====== Dataset records ======

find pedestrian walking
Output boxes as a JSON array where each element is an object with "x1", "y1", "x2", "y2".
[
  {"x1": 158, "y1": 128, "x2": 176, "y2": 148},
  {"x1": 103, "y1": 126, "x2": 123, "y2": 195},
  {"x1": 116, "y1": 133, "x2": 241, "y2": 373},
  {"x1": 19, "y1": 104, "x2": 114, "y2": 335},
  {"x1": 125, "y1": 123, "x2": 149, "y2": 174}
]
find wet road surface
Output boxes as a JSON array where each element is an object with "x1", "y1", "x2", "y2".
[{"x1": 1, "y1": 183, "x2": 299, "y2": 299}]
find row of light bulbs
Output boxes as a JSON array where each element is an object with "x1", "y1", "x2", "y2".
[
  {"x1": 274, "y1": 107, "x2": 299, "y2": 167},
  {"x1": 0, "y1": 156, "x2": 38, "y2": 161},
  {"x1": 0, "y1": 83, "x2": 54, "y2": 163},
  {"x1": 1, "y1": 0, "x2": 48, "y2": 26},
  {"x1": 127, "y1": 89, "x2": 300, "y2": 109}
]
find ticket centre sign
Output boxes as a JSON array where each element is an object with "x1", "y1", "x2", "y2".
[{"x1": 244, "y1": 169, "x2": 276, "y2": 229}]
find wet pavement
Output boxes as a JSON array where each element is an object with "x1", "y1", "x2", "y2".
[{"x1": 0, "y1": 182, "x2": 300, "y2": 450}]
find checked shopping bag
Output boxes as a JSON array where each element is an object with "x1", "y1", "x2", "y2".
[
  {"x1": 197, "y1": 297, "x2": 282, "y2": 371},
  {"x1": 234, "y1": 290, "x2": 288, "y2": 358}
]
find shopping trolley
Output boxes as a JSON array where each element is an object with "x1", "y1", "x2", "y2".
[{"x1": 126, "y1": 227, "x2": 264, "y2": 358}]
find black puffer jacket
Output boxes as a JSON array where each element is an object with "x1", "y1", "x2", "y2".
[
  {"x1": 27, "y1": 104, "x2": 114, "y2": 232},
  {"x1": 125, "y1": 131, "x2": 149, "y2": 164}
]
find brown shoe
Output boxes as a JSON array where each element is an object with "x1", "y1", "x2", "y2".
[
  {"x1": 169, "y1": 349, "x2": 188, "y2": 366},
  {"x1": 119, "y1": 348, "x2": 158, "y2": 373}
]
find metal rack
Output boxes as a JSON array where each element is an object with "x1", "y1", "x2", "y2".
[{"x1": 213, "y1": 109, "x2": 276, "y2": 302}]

======

What to work on:
Word for word, write out every line of the listing.

Solved exercise:
find pedestrian walking
Output boxes as a JSON array where each element is an object with "x1", "y1", "x2", "y2".
[
  {"x1": 158, "y1": 128, "x2": 176, "y2": 148},
  {"x1": 103, "y1": 126, "x2": 123, "y2": 195},
  {"x1": 116, "y1": 133, "x2": 241, "y2": 373},
  {"x1": 19, "y1": 104, "x2": 114, "y2": 335},
  {"x1": 125, "y1": 123, "x2": 149, "y2": 174}
]
find wet road surface
Output boxes as a JSON array where each element is an object with "x1", "y1", "x2", "y2".
[{"x1": 1, "y1": 183, "x2": 299, "y2": 299}]
find row of light bulbs
Output boxes as a JSON array where each element is an object with "x1", "y1", "x2", "y2".
[
  {"x1": 274, "y1": 107, "x2": 299, "y2": 167},
  {"x1": 0, "y1": 156, "x2": 38, "y2": 161},
  {"x1": 0, "y1": 83, "x2": 54, "y2": 163},
  {"x1": 1, "y1": 0, "x2": 48, "y2": 26},
  {"x1": 127, "y1": 89, "x2": 300, "y2": 109}
]
find ticket centre sign
Output boxes as a JSON array where each element is an object with "x1", "y1", "x2", "y2".
[{"x1": 244, "y1": 169, "x2": 276, "y2": 229}]
find wet pavement
Output boxes as a JSON array where each element is an object with "x1", "y1", "x2", "y2".
[{"x1": 0, "y1": 182, "x2": 300, "y2": 450}]
find checked shopping bag
Output boxes as a JSON array where each element is an object with "x1", "y1", "x2", "y2".
[
  {"x1": 197, "y1": 297, "x2": 282, "y2": 371},
  {"x1": 234, "y1": 290, "x2": 288, "y2": 358}
]
find shopping trolley
Output boxes as a JSON array where each element is an object with "x1", "y1", "x2", "y2".
[{"x1": 126, "y1": 227, "x2": 264, "y2": 358}]
find black puffer jacket
Output boxes as a JSON array where each element is an object with "x1", "y1", "x2", "y2".
[
  {"x1": 27, "y1": 104, "x2": 114, "y2": 232},
  {"x1": 125, "y1": 131, "x2": 149, "y2": 164}
]
find brown shoe
Output boxes as a JSON array where each element is an object with "x1", "y1", "x2", "y2".
[
  {"x1": 169, "y1": 349, "x2": 188, "y2": 366},
  {"x1": 119, "y1": 348, "x2": 158, "y2": 373}
]
find metal rack
Output boxes as a JSON array where each element is an object with "x1", "y1", "x2", "y2".
[{"x1": 213, "y1": 109, "x2": 276, "y2": 302}]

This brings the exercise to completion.